[Items from a dataset]
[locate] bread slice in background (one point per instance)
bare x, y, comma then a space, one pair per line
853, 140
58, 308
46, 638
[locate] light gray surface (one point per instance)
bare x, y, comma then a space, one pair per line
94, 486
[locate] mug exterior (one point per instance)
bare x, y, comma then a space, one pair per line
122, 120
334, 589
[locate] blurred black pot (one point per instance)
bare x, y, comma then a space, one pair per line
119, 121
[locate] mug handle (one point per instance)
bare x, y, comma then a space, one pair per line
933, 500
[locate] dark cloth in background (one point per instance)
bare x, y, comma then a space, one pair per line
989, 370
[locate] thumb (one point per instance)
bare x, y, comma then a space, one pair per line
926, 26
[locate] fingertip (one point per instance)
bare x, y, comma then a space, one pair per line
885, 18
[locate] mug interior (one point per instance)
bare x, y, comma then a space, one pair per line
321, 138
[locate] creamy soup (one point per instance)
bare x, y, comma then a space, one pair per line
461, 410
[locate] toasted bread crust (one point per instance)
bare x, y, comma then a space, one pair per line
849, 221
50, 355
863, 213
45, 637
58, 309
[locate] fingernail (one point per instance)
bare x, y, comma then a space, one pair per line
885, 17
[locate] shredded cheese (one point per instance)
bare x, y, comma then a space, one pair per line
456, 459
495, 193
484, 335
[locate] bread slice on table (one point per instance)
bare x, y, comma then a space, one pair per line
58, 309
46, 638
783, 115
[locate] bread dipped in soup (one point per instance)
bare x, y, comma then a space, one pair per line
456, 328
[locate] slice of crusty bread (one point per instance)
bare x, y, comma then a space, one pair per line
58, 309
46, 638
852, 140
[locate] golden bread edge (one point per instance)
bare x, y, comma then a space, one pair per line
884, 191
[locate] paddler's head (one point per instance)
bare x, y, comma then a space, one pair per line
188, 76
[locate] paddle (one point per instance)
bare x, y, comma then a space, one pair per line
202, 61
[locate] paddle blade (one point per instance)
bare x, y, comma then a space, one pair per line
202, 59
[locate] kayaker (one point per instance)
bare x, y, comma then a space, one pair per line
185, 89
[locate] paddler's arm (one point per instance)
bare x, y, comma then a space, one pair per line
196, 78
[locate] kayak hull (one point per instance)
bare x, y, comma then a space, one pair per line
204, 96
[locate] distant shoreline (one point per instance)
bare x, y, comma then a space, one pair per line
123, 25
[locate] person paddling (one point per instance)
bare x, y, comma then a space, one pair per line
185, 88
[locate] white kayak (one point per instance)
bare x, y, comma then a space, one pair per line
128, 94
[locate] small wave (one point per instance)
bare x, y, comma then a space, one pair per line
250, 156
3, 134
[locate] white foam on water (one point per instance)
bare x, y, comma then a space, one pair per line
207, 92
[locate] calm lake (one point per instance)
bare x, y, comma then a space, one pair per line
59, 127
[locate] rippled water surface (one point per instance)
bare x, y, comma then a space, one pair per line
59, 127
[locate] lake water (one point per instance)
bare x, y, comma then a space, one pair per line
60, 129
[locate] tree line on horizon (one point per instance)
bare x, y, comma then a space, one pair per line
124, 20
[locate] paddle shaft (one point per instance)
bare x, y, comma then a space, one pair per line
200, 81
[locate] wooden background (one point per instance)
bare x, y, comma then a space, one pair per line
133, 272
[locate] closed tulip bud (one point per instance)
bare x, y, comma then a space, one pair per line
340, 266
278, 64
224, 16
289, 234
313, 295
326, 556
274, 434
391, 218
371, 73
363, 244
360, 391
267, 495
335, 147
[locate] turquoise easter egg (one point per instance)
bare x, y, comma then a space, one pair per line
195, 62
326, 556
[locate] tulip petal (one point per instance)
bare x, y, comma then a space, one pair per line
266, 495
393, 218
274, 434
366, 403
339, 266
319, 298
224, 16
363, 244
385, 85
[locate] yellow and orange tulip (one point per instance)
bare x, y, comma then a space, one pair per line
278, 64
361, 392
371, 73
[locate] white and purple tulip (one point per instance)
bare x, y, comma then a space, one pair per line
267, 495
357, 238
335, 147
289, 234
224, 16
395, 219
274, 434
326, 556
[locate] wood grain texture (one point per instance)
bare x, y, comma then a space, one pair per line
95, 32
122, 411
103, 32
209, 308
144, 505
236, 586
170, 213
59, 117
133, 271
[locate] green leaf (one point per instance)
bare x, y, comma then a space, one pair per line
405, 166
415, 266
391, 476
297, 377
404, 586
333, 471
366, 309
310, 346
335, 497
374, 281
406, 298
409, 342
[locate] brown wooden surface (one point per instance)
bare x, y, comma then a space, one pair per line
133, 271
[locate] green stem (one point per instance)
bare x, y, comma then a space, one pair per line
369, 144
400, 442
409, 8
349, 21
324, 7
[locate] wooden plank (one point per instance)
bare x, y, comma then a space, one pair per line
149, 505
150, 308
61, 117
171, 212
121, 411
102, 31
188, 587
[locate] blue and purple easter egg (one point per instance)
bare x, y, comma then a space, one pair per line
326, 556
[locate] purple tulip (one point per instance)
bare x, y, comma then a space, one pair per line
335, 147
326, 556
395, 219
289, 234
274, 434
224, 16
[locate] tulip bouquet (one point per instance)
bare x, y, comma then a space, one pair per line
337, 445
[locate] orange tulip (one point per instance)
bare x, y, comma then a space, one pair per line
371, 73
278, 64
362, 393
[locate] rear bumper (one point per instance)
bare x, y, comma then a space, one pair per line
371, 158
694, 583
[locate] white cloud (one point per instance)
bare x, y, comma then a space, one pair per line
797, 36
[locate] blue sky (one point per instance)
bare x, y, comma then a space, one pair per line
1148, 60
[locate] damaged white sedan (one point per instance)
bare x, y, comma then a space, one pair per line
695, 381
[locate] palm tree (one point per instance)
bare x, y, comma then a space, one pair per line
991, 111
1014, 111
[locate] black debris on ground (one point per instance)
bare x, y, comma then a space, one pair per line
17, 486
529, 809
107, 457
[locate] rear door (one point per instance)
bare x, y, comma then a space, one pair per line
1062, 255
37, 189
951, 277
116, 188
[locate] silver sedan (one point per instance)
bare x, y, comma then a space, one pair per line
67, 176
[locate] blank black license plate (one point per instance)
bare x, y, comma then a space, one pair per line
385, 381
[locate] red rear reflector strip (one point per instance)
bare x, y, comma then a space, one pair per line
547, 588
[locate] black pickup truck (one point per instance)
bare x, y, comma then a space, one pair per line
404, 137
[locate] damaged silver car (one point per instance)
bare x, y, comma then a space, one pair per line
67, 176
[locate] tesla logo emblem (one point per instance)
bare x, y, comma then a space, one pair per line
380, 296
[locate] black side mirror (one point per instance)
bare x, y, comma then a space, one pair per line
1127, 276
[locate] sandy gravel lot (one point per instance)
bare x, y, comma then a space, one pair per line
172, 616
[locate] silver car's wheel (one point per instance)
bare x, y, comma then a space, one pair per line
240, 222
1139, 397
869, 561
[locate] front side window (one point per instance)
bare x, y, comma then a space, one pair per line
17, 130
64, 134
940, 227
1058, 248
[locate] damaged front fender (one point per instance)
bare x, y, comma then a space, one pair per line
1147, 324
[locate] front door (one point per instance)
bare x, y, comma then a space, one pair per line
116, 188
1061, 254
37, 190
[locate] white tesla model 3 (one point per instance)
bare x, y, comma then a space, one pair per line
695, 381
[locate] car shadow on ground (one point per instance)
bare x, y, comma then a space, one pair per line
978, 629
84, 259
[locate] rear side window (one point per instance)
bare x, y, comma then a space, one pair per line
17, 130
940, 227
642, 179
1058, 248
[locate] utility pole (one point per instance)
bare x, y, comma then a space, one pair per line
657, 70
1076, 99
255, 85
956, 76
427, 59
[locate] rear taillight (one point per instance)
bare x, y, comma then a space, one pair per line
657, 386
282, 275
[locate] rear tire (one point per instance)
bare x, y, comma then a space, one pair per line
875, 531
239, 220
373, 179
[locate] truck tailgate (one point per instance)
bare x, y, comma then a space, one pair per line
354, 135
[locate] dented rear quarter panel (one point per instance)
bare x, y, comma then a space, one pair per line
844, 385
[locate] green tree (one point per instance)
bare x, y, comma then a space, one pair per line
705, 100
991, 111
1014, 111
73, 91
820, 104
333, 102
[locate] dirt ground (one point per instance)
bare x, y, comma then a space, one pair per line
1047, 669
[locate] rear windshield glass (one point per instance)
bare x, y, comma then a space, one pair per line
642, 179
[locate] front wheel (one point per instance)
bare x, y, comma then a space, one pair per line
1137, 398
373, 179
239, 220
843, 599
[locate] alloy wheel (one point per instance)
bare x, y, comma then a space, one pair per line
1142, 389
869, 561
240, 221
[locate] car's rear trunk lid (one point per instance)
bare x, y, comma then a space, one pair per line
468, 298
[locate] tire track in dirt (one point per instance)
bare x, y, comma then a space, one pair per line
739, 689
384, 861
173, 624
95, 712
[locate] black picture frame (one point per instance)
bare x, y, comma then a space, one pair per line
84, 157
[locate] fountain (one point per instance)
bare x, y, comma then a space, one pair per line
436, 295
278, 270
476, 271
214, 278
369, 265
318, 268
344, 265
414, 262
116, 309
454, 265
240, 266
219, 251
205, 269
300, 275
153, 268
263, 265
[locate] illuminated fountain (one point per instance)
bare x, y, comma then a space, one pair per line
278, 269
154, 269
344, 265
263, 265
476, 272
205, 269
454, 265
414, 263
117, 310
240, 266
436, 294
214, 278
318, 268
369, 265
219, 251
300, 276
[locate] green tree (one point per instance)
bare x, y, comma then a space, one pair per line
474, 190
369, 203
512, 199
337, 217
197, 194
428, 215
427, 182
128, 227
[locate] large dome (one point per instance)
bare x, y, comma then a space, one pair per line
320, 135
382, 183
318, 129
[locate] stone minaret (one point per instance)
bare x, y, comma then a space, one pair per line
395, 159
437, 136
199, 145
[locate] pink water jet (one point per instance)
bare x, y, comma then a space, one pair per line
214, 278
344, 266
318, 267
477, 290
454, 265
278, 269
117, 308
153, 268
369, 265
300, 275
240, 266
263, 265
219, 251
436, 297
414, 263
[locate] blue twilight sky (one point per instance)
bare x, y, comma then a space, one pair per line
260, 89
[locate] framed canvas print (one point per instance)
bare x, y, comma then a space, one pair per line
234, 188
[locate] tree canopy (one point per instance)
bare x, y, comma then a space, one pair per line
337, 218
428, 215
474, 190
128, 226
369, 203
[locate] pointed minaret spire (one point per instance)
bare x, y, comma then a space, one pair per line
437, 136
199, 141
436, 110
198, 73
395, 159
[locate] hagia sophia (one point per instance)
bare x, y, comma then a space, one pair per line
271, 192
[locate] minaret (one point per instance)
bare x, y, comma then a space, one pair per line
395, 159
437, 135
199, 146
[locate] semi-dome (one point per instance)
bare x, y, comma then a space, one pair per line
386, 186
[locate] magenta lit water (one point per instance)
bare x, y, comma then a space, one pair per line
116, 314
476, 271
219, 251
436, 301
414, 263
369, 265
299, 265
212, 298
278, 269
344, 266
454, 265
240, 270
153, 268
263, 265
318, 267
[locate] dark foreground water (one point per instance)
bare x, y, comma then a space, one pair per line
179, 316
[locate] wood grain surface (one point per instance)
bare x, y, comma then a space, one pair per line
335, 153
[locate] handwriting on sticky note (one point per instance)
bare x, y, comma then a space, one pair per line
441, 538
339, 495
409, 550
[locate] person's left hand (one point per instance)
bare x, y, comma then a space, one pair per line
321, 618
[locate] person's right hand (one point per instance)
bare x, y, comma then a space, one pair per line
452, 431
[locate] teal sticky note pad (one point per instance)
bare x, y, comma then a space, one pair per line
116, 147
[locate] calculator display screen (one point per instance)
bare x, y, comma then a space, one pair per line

● **Exercise objective**
Restate the final lines of the listing above word for word, beginning at the line that contains "[locate] dark foreground".

● **Full response**
[locate] dark foreground water (one point per instance)
bare x, y, comma then a space, one pair per line
179, 316
[locate] wood grain surface (one point per instance)
bare x, y, comma then a space, one pair per line
335, 153
[locate] handwriting on sticky note (one point per instance)
bare x, y, comma then a space, one pair per line
441, 538
339, 495
409, 550
[locate] person's left hand (one point per instance)
bare x, y, comma then a space, one pair per line
321, 618
[locate] person's right hand (one point per instance)
bare x, y, comma then a space, one pair per line
452, 431
[locate] teal sticky note pad (one point per instance)
bare x, y, comma then a space, one pair per line
116, 147
[locate] calculator display screen (one point per instance)
bare x, y, comma then a space, one pair per line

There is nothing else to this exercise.